De engel heeft een boekje in de hand. Het is klein, maar wel geopend. Dat in tegenstelling tot die boekrol eerder in Openbaring. Die was zevenvoudig verzegeld. Die kon alleen geopend worden door het Lam. Maar dit boekje is open. Het is toegankelijk.
Maar dan zegt de engel iets vreemds: ‘Eet het op!’ Nou ja, voor de geoefende bijbellezer is het toch niet helemaal vreemd. Het was ooit ook tegen de profeet Ezechiël gezegd. En deze had gegeten.
Nu moet Johannes hetzelfde doen: dat boekje eten. Het is een krachtig beeld voor hoe het Evangelie bedoeld is. Om dat tot je te nemen, zo dat het echt deel van jou wordt. Het je voedt en het je vervult.
Nee, niet alleen Johannes. Niet alleen een voorganger, een ambtsdrager. Iedere gelovige heeft dat nodig. Om je met dat Woord van God te voeden. Om er op te kauwen, het te proeven, het tot je door te laten dringen in heel je bestaan.
En dan merkt Johannes dat het zoet is als honing. Heerlijke symboliek weer: door het Evangelie – niet voor niets betekent dat goede, blijde boodschap – door dat Evangelie kun diep geraakt worden, een blijdschap ervaren, echt vrolijk worden, dat geen enkele andere boodschap met je doen kan, geen enkel ander woord. Zoals een andere profeet, Jeremia, ergens zegt: ‘Zodra Uw woorden gevonden werden, at ik ze op. Uw woord was mij tot vreugde en tot blijdschap in mijn hart.’ Ik hoop dat u, dat jij, die zoetheid zeg maar herkent…
Op de houtsnede van Dürer zien we trouwens weinig vreugde op het gezicht van Johannes, als hij z’n tanden in dat boekje zet. Ook de engel zelf kijkt ernstig. Dat heeft alles te maken met de keerzijde van het eten. Want het boekje mag dan zoet als honing smaken. Als het in de maag belandt, wordt het bitter, is het zwaar op de maag.

------------

KORTE OPDRACHT A ::
Haal uit de lijst hieronder elke regel die de tekenreeks "pole" bevat. Hoofdletters en kleine letters tellen mee.

AANGELEVERDE GEGEVENS ::
------------

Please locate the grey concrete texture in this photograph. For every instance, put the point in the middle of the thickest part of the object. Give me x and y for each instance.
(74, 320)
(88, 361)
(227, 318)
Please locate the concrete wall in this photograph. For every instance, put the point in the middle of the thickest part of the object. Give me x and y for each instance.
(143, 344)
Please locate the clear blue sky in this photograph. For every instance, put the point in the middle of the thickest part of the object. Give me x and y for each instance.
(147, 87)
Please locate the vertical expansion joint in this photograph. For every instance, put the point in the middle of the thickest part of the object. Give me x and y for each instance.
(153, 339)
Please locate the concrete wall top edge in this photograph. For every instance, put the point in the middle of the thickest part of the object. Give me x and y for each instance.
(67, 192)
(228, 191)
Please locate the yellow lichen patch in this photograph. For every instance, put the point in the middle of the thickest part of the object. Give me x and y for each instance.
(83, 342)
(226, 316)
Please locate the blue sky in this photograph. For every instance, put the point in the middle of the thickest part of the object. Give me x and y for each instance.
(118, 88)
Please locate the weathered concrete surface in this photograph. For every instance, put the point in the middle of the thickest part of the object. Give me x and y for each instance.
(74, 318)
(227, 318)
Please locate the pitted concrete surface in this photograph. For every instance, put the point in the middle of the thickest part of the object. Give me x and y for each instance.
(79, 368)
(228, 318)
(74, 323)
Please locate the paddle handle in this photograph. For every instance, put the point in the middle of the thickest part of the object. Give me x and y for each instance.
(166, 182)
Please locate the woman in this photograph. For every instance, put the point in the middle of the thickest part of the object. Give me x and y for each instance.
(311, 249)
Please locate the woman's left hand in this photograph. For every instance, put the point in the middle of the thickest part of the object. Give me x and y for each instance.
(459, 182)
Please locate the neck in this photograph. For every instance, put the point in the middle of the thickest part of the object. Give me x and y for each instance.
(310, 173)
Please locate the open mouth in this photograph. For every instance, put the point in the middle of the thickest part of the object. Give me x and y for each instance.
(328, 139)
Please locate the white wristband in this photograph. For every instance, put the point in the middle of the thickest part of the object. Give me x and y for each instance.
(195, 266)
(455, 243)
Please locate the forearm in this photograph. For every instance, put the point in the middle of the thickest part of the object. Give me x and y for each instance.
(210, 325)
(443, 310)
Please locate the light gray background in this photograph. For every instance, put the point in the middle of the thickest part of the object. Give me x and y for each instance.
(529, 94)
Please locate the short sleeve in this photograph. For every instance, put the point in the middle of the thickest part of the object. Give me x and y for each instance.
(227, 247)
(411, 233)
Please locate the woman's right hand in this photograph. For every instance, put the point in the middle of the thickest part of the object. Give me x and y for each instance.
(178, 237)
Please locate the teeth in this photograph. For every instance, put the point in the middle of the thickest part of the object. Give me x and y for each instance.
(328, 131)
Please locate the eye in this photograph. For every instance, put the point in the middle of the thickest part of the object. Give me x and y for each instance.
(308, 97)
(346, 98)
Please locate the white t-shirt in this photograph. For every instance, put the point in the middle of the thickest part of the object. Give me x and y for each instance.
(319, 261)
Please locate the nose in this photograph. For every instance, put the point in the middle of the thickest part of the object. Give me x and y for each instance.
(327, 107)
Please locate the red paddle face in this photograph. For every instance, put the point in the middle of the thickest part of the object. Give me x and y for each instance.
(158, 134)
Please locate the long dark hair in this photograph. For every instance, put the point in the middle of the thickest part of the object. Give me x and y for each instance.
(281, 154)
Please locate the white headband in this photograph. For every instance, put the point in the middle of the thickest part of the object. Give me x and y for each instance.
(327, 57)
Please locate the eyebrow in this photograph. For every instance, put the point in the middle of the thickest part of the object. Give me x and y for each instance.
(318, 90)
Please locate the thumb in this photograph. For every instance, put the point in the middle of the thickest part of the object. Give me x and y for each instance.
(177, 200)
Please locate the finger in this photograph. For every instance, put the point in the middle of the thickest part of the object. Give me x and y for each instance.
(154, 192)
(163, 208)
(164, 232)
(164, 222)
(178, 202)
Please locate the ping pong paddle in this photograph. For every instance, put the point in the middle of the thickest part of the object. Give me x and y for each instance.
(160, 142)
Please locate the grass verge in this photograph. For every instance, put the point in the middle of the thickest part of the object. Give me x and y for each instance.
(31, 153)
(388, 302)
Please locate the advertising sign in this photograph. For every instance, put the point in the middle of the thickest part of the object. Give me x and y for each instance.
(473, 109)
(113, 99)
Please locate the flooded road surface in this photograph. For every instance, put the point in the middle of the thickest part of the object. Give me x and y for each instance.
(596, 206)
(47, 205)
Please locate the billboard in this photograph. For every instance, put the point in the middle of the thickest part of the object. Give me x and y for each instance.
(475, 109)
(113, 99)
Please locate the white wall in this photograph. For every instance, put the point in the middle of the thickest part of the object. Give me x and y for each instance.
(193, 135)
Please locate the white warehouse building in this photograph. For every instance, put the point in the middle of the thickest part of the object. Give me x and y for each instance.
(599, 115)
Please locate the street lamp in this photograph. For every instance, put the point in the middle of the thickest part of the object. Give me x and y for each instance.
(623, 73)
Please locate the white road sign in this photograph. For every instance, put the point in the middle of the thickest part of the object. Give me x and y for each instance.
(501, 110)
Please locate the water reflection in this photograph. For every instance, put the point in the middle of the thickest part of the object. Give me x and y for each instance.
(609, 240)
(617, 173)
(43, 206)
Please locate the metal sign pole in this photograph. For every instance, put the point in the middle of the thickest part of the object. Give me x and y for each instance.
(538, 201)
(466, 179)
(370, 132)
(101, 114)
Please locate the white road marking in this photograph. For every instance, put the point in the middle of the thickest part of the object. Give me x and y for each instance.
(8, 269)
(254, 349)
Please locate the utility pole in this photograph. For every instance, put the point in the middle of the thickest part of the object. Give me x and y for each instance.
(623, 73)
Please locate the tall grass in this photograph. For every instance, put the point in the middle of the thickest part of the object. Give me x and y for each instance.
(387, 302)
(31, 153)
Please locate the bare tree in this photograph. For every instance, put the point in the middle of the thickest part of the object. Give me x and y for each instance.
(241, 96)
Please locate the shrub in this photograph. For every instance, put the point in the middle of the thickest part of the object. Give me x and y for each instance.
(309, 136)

------------

KORTE OPDRACHT B ::
Vervang in het deel van de brontekst van "Nu moet Johannes" tot en met "het je vervult." het woord "boekje" overal door "boekrolletje". Geef dat deel daarna volledig terug.

VOLLEDIG ANTWOORD A ::
Please locate the metal sign pole in this photograph. For every instance, put the point in the middle of the thickest part of the object. Give me x and y for each instance.
Please locate the utility pole in this photograph. For every instance, put the point in the middle of the thickest part of the object. Give me x and y for each instance.

VOLLEDIG ANTWOORD B ::
Nu moet Johannes hetzelfde doen: dat boekrolletje eten. Het is een krachtig beeld voor hoe het Evangelie bedoeld is. Om dat tot je te nemen, zo dat het echt deel van jou wordt. Het je voedt en het je vervult.